:: Assigned task ::
Reproduce the Spanish mackerel text below word for word, leaving out the data that follows it.

:: Excerpt provided ::
╔══

Spanish Mackerel

Spanish Mackerel
Spanish Mackerel

Other Names: Common or Atlantic mackerel, Spanish mackerel, tinker mackerel, Pacific mackerel, king mackerel, kingfish

Range & Habitat: Most species are harvested off the Atlantic coasts of Europe and North America; there is a Pacific variety as well.

Identification & Biology: There are many species of mackerel; most are iridescent bluish-green in color with dark horizontal stripes. Common (a.k.a. Atlantic) and tinker mackerel weigh 1 to 2 lbs. on average, while Spanish and king mackerel tend to be somewhat larger.

Market Description: The firm, dark flesh of the mackerel is fatty and rich with a strong, sweet flavor. The high fat content of the meat should not deter you--most of this is "good" fat rich in Omega-3 oils; only a trace amount is of the cholesterol variety. Mackerel is a scaleless fish; the skin is edible.

╚══

:: Supplied material ::
╔══

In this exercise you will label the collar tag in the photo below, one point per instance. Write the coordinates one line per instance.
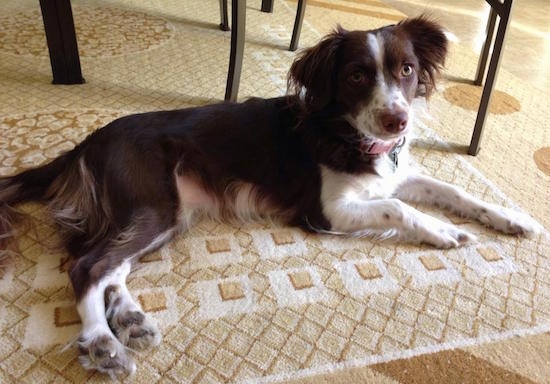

╚══

:: Expected output ::
Spanish Mackerel

Spanish Mackerel
Spanish Mackerel

Other Names: Common or Atlantic mackerel, Spanish mackerel, tinker mackerel, Pacific mackerel, king mackerel, kingfish

Range & Habitat: Most species are harvested off the Atlantic coasts of Europe and North America; there is a Pacific variety as well.

Identification & Biology: There are many species of mackerel; most are iridescent bluish-green in color with dark horizontal stripes. Common (a.k.a. Atlantic) and tinker mackerel weigh 1 to 2 lbs. on average, while Spanish and king mackerel tend to be somewhat larger.

Market Description: The firm, dark flesh of the mackerel is fatty and rich with a strong, sweet flavor. The high fat content of the meat should not deter you--most of this is "good" fat rich in Omega-3 oils; only a trace amount is of the cholesterol variety. Mackerel is a scaleless fish; the skin is edible.